= Wilmington General Hospital =

Hospital in Delaware, United States

Wilmington General Hospital was a hospital in South Broom Street, Wilmington, which opened in 1928 and closed in 1985.

==History==

The Wilmington General Hospital complex consisted of multiple buildings, constructed in a Georgian style, and encompassed both sides of Broom street.

The complex first became known as Wilmington General Hospital Association in 1928 when it opened to the public with approximately 80 beds. The hospital went through a series of expansions which included the addition of a maternity unit in 1938.

In 1972, the to-be Senator Joe Biden’s first wife Neilia Hunter Biden and their infant daughter Naomi were taken to Wilmington General Hospital after a car accident. They were pronounced dead on arrival. The Bidens' sons, Beau and Hunter, were also taken there and treated for injuries. Shortly after the accident, Joe Biden was sworn into the U.S. Senate inside the hospital.

_What you need to do_
1. Name every person mentioned in the article on Wilmington General Hospital.
2. Write a continuation of the article on Wilmington General Hospital, beginning after its final sentence.
The records have nothing to do with the article on Wilmington General Hospital.

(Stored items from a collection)
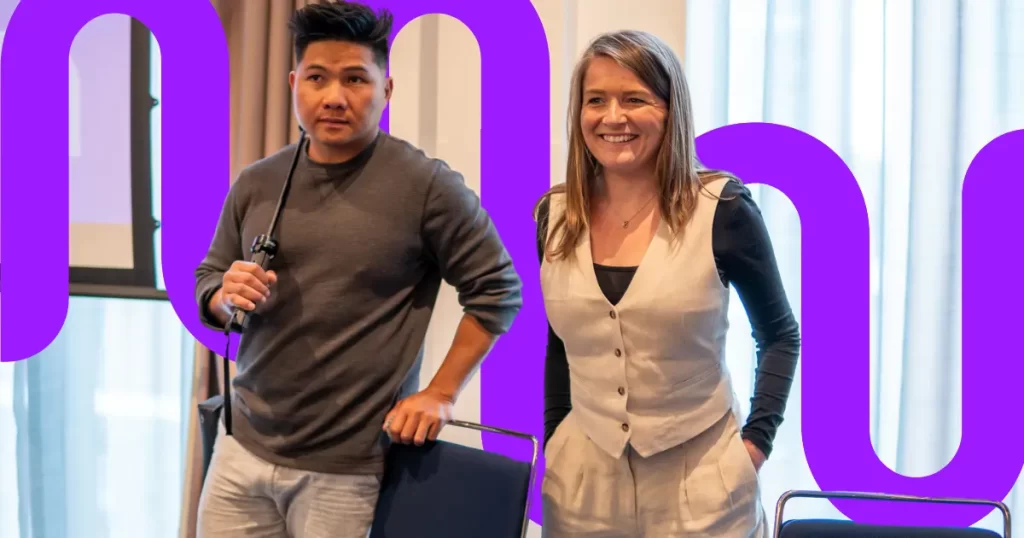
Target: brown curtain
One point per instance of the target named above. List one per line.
(261, 123)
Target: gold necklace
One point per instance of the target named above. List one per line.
(626, 222)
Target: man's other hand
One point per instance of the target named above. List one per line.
(419, 417)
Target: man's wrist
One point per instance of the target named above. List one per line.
(216, 306)
(442, 390)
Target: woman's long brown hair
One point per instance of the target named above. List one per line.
(680, 174)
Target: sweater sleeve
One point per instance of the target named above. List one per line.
(557, 401)
(747, 260)
(469, 253)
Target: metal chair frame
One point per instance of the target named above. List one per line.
(532, 461)
(884, 497)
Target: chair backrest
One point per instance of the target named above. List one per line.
(820, 528)
(446, 489)
(844, 529)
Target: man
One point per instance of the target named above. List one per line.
(370, 228)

_Numbered responses_
1. Joe Biden, Neilia Hunter Biden, Naomi, Beau, Hunter

2.
The hospital closed and was demolished in 1985 and afterwards the area became residential housing.

This historic hospital named "Wilmington General hospital" is often confused with ChristianaCare's modern "Wilmington Hospital Christiana" due to similarity in name and a series of hospital closures and consolidations that occurred in Wilmington during the 20th century that involved both the old historic hospital and the newer Christiana Care health system.